▶ **WHAT YOU SHOULD DO**
Shift every bounding box coordinate in the answers by 48 and write out the records again, requests included, from the start up to and including the line with "[469,107,484,212]". Leave the pictures out.

═════ RECORDS SUPPLIED ═════

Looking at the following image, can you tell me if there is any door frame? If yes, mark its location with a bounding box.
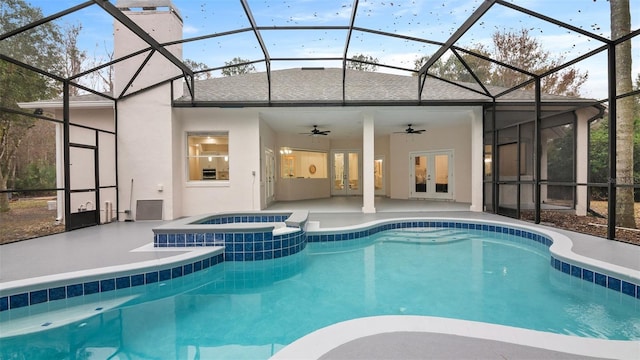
[330,149,362,196]
[409,149,455,200]
[264,148,276,206]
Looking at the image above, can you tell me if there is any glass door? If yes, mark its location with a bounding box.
[331,150,362,195]
[264,149,276,205]
[409,150,453,199]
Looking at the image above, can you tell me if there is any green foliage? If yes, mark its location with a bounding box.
[347,54,379,71]
[13,160,56,194]
[184,59,211,80]
[0,0,66,211]
[414,29,588,96]
[220,57,256,76]
[589,116,640,201]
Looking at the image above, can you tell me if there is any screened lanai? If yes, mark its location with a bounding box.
[0,0,640,241]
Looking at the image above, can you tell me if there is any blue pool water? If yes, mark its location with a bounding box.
[0,228,640,359]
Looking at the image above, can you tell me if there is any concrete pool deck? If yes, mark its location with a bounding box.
[0,197,640,359]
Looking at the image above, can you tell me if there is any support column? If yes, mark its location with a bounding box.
[362,112,376,214]
[469,107,484,212]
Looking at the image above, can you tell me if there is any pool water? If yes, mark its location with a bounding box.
[0,228,640,359]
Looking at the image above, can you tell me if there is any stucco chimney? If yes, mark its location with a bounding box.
[113,0,183,96]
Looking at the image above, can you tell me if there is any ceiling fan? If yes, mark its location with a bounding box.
[300,125,331,136]
[396,124,427,134]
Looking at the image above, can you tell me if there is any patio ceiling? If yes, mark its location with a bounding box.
[0,0,640,105]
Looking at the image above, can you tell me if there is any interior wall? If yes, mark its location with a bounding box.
[274,134,331,201]
[373,135,392,196]
[259,119,280,209]
[388,121,471,202]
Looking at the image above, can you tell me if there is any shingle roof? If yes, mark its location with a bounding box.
[177,68,576,103]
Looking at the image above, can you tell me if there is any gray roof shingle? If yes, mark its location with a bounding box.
[178,68,577,103]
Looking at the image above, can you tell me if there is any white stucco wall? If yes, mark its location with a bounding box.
[275,134,331,201]
[118,85,179,219]
[172,108,261,216]
[388,120,471,202]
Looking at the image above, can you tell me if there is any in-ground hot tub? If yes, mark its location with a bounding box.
[153,211,309,261]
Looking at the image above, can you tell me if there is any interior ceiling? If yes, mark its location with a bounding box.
[259,107,471,139]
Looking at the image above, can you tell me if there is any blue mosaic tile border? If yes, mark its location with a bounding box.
[307,221,553,247]
[198,214,291,225]
[0,253,224,311]
[307,220,640,299]
[153,230,307,261]
[551,256,640,299]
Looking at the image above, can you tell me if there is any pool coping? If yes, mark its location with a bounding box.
[0,246,224,300]
[0,217,640,311]
[270,315,640,360]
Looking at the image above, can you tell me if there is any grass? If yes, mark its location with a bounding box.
[0,198,64,244]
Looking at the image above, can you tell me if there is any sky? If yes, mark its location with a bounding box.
[18,0,640,98]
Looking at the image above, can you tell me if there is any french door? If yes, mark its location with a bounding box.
[264,149,276,205]
[409,150,454,200]
[331,150,362,195]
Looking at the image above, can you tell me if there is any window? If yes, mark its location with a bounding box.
[280,148,327,179]
[187,132,229,181]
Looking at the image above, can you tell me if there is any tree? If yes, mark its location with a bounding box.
[221,57,256,76]
[184,59,211,80]
[491,28,588,96]
[414,45,491,83]
[415,29,588,96]
[347,54,379,71]
[609,0,636,228]
[60,24,87,96]
[0,0,63,211]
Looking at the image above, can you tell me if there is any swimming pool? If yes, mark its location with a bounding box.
[0,221,640,359]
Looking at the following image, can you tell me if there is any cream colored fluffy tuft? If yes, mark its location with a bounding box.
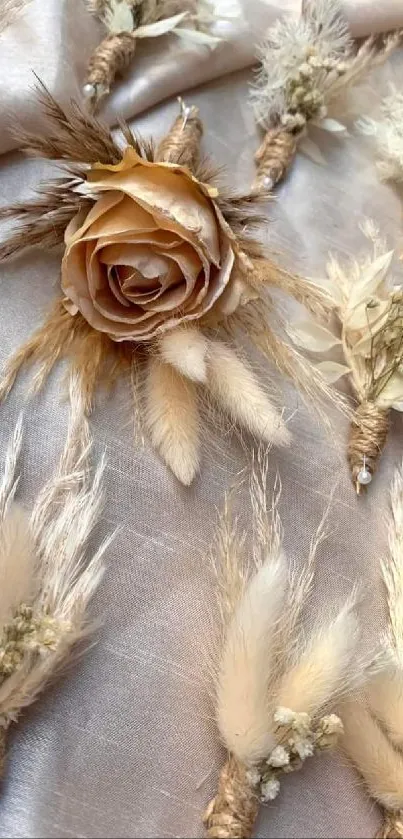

═════

▶ **WORKED ANSWER**
Looking at the following image, can you tell me if there is any door frame? If yes, mark its location with a bounding box.
[378,197,410,244]
[457,197,503,248]
[312,196,324,254]
Looking at the image above, can you tell me if there is any glass door? If yes, mark its location with a bounding box.
[379,198,410,243]
[312,197,324,253]
[457,198,501,247]
Looking at the image above, can you tell me if there is any green foliage? If yes, mark its location with a bounding box.
[395,102,427,119]
[61,208,104,242]
[232,107,259,128]
[48,48,114,259]
[462,77,636,144]
[268,105,304,124]
[637,164,688,249]
Looking at the image above, can you tell me if there is any screened lanai? If yes, mark its location with a bounding box.
[48,48,688,289]
Looking at the image above, can you tell me if there is any blue pool water? If yes, mark its location with a bounding box.
[48,276,688,407]
Looking at the image above, can you tell me if there is any concrete pool deck? If yes, mark its location with a bounding box.
[48,245,688,407]
Looking at the image above, can you tell me if there is any support column? If yes, mark its location with a bounding box.
[410,160,424,262]
[517,155,532,260]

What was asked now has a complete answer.